Instructions to follow: Your task is to repeat the lines below exactly, excluding any pictures they contain.

+ + + + + + +

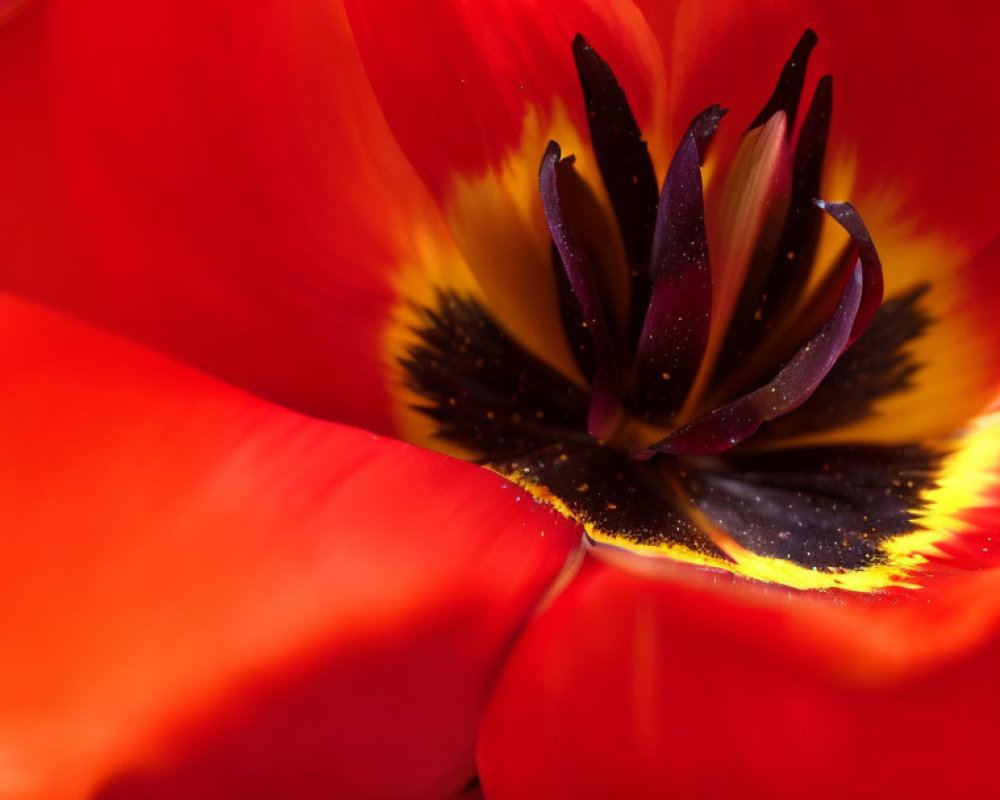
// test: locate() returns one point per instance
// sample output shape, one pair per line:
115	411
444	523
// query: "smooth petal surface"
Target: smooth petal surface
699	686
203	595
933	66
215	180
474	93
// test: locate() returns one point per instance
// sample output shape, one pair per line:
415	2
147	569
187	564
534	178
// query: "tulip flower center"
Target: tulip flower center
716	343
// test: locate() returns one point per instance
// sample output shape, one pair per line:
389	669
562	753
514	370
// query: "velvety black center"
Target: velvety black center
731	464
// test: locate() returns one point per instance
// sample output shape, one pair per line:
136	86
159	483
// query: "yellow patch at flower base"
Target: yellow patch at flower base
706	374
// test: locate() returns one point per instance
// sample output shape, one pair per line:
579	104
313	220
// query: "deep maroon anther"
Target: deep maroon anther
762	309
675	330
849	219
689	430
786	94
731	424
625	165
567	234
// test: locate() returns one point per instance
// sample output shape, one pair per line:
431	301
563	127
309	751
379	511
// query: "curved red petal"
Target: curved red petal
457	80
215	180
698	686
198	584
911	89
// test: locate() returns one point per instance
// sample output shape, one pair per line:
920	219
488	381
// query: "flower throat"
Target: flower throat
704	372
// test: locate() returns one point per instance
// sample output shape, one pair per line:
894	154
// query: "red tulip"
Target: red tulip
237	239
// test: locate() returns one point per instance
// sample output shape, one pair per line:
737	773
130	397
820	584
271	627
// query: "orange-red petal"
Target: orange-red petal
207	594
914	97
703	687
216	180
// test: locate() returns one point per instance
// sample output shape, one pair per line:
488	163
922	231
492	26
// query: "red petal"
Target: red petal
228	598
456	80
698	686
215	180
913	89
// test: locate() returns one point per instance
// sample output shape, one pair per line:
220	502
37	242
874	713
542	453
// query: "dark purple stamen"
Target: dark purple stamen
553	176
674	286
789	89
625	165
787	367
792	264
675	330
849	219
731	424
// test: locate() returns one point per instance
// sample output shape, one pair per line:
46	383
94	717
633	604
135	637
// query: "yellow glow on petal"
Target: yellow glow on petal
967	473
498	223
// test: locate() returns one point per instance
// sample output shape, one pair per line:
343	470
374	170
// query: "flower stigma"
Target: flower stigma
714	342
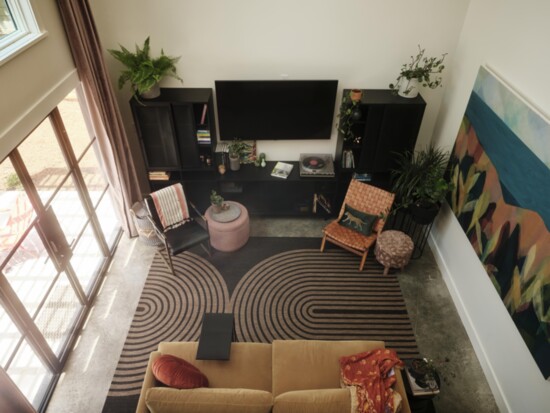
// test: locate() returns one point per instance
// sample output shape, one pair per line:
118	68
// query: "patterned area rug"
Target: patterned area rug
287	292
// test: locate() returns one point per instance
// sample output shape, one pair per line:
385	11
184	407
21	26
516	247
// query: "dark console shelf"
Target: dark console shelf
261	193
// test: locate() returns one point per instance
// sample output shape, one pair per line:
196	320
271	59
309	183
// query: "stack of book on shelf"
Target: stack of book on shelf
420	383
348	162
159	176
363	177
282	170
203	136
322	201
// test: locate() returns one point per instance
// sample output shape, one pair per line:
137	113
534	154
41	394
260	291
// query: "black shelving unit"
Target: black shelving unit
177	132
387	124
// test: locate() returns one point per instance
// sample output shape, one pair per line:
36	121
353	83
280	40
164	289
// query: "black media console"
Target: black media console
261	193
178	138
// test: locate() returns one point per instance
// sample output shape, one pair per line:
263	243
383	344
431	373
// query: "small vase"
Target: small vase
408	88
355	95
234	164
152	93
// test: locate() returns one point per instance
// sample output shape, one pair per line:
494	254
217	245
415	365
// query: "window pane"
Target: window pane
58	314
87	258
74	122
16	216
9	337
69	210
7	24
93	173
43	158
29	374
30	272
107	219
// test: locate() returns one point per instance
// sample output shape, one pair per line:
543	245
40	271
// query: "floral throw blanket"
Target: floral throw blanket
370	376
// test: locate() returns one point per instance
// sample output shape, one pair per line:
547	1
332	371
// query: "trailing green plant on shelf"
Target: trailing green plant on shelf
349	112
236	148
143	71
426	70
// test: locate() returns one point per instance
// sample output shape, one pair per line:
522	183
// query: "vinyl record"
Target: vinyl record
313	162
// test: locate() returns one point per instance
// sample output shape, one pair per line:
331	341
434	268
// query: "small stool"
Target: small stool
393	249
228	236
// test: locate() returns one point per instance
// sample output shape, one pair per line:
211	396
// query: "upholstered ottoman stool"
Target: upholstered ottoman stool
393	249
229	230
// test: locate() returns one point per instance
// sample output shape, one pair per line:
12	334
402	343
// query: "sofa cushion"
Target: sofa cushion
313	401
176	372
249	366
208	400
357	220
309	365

+ + + + + + +

Task response:
// test: locate() returns one point per instance
// sample output shape, one pair per line:
115	411
444	523
// query: "smooth petal surface"
Target: smooth petal surface
699	686
203	595
933	66
215	180
474	93
// test: locate() returns one point per instance
// sample output shape, one pair per line:
415	2
147	569
187	564
534	178
// query: "tulip flower center"
Target: tulip flower center
716	343
// test: locate() returns one point per instance
// sample output shape, one pair per line:
389	669
562	753
514	370
// query: "velvety black center"
Target: velvety black center
731	464
// test: locate() returns one point per instance
// sample output shape, one pair per line:
136	86
159	483
// query: "yellow patch at flower base"
Target: yellow patch at flower base
706	374
// test: locate() returns one point per instance
// sample output shape, one pair per line:
579	104
313	220
// query: "deep maroon anther"
Target: deep maroon anther
762	309
675	330
849	219
689	430
786	94
731	424
625	165
567	234
// test: locate() returns one point per instance
// sample output shape, one pair per line:
431	301
563	127
309	751
379	511
// query: "curved red petal"
Target: curved red petal
457	80
215	180
698	686
198	584
911	89
// test: locate() returns one point per instance
// sample output shape, one pair per line:
920	219
488	381
// query: "flower throat"
Target: flower throat
704	372
// test: locate() returns one point per instance
// sample output shape, one pair per line:
894	154
// query: "red tulip"
Target: red tulip
237	239
// test: locate() returns one point per instance
// sample output shape, one pair per line:
737	773
130	397
820	584
271	627
// query: "orange-red petal"
Target: orange-red petal
207	594
914	97
703	687
216	180
// test: locate() returns one point per instance
// sample output shape, one pair per line:
488	163
922	231
492	26
// query: "red petal"
Target: red petal
228	598
456	80
698	686
215	180
913	89
// test: locate() returns one point per instance
// sample output shape, one pair per line:
220	502
37	242
874	713
542	453
// query: "dark purple stamen"
Target: dark purple stamen
553	176
674	286
789	89
625	165
787	367
792	264
675	330
849	219
731	424
// test: locate() returns one point per instance
// sample output shape, one pair per line:
46	383
94	717
633	604
135	637
// query: "yellow glow on petal"
Target: yellow glow on petal
967	473
498	223
// test: locate() returns one point per instance
// sample output shape, one pair per line:
343	470
374	170
// query: "flower stigma"
Target: flower stigma
714	342
// test: locate() returns one point per instance
// sample output shape, one pair per line:
118	68
// query: "patterned area rug"
Target: patterned area rug
287	292
// test: locate() returns one point per instance
// sample output shape, one pair per line:
385	11
184	407
21	26
516	247
// query: "dark console shelf"
Target: dark console shelf
261	193
// test: locate() returns one point per instance
// sample output shape, one pair per line:
196	320
271	59
309	183
// query: "stack of book on shelf"
Target: stack of book on shelf
420	383
348	162
159	176
363	177
282	170
203	136
322	201
// test: locate() returns one point per instance
// sample output shape, one pair per line:
137	113
534	154
41	394
260	291
// query: "black shelving unit"
Target: black shelving unit
177	132
387	124
// test: locate() returns one point per instance
// sample output shape, one pair per line:
36	121
353	83
280	40
164	289
// query: "black media console"
Target: black media console
261	193
178	138
// test: locate() returns one point per instance
// sample output shape, one pair per line:
263	243
383	344
431	373
// query: "small vase"
Target: small vase
408	88
355	95
234	164
152	93
// test: locate() returns one point per instance
// sample output shape, one pair per line:
494	254
217	245
415	365
// query: "window pane"
Target: window pane
58	314
87	258
74	122
16	216
9	337
69	210
7	24
93	173
43	158
29	374
30	272
107	219
// test: locate() returns one point per instance
// sample output shape, one pair per line:
543	245
40	271
// query: "floral throw blanket"
Target: floral throw blanket
370	376
// test: locate() returns one point per instance
// sample output shape, one pair per line:
547	1
332	371
// query: "trailing green plant on shelf"
Target: trailing green plant on shelf
349	112
236	148
143	71
426	70
// test: locate() returns one point per instance
// sample output shape, one pair per line:
522	183
// query: "vinyl record"
Target: vinyl record
313	162
// test: locate() returns one point per instance
// sample output shape, one pair per line:
331	341
434	268
// query: "small stool"
Target: small stool
393	249
228	236
// test: locate() returns one point per instance
// sample output shape, one pair per line:
211	396
// query: "upholstered ottoman stool"
Target: upholstered ottoman stool
393	249
229	230
// test: locate() returns one point per instance
// sample output shape, one pair per line:
12	334
402	343
// query: "sofa cushion"
Target: sofa cushion
313	401
176	372
249	366
208	400
357	220
309	365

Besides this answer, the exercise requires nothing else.